• GOAL: Exactly reproduce each record listed below.

• ENTRIES SUPPLIED:
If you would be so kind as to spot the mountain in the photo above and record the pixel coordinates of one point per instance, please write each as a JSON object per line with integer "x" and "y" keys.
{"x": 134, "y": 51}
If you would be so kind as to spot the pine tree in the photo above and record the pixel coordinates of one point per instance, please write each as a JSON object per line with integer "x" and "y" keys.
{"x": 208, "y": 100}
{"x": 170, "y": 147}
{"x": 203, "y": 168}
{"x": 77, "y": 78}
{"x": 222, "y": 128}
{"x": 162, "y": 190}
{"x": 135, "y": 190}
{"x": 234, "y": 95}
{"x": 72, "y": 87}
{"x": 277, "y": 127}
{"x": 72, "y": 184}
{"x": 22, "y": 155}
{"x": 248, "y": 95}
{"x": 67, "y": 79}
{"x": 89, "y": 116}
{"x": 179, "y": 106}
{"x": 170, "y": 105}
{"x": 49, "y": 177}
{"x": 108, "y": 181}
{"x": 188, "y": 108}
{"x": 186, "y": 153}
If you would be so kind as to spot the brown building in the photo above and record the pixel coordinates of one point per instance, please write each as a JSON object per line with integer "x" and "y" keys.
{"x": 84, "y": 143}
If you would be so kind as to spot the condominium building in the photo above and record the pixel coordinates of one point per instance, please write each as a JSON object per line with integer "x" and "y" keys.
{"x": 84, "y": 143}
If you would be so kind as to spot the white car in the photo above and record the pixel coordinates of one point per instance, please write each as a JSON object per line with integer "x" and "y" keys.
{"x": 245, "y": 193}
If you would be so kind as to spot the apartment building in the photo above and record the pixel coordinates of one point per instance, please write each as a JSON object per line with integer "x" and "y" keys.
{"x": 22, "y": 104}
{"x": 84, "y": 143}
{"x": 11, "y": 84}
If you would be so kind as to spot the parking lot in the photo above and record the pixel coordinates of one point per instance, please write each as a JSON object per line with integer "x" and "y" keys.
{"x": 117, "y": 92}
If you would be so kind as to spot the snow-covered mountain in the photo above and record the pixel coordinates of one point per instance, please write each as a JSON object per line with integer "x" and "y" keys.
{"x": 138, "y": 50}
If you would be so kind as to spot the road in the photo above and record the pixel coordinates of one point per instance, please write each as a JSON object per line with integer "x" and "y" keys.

• ANSWER TO THIS TASK:
If you would be so kind as to spot the mountain in the photo above and record the pixel coordinates of one point per instance, please write each as a JSON object per line with integer "x" and "y" keys.
{"x": 134, "y": 51}
If you would be so kind as to spot the pine tree in the photo above and record the pixel coordinates of one point per instance, please write each as a JSON object per line with integer "x" and "y" keys.
{"x": 208, "y": 100}
{"x": 170, "y": 147}
{"x": 203, "y": 168}
{"x": 77, "y": 78}
{"x": 222, "y": 128}
{"x": 162, "y": 190}
{"x": 135, "y": 190}
{"x": 234, "y": 95}
{"x": 72, "y": 87}
{"x": 277, "y": 127}
{"x": 72, "y": 184}
{"x": 22, "y": 155}
{"x": 248, "y": 95}
{"x": 67, "y": 79}
{"x": 89, "y": 116}
{"x": 179, "y": 106}
{"x": 170, "y": 105}
{"x": 49, "y": 177}
{"x": 108, "y": 181}
{"x": 188, "y": 108}
{"x": 186, "y": 153}
If you would be so kind as to spot the brown building in the photo above and record the pixel coordinates of one point per instance, please write each as a JSON object per line with integer "x" and "y" keys.
{"x": 84, "y": 143}
If you would be so kind as to spot the condominium building in the photo above and record the pixel coordinates of one point per instance, please write each as a JSON object per line with integer "x" and "y" keys.
{"x": 84, "y": 143}
If you would be so kind as to spot the white car in the photo above and record the pixel coordinates of one point per instance, please write each as a JSON object per line with integer "x" and "y" keys.
{"x": 245, "y": 193}
If you would be so kind as to spot the apartment building in the photo above and record the pixel coordinates of one point per instance, please write each as a JSON object per line with integer "x" and "y" keys.
{"x": 22, "y": 104}
{"x": 84, "y": 143}
{"x": 11, "y": 84}
If you would be so kind as to spot the parking lot in the photo above and record the pixel coordinates of one point per instance, please write each as a JSON object per line with integer "x" and "y" keys.
{"x": 117, "y": 92}
If you would be so kind as to spot the snow-covered mountain in the photo above and record the pixel coordinates of one point per instance, please write each as a JSON object per line with integer "x" and "y" keys.
{"x": 138, "y": 50}
If you would be so kind as to spot the road in the photo above and record the pixel coordinates of one point per instance, please write each as a JSON object per line with integer "x" and "y" keys.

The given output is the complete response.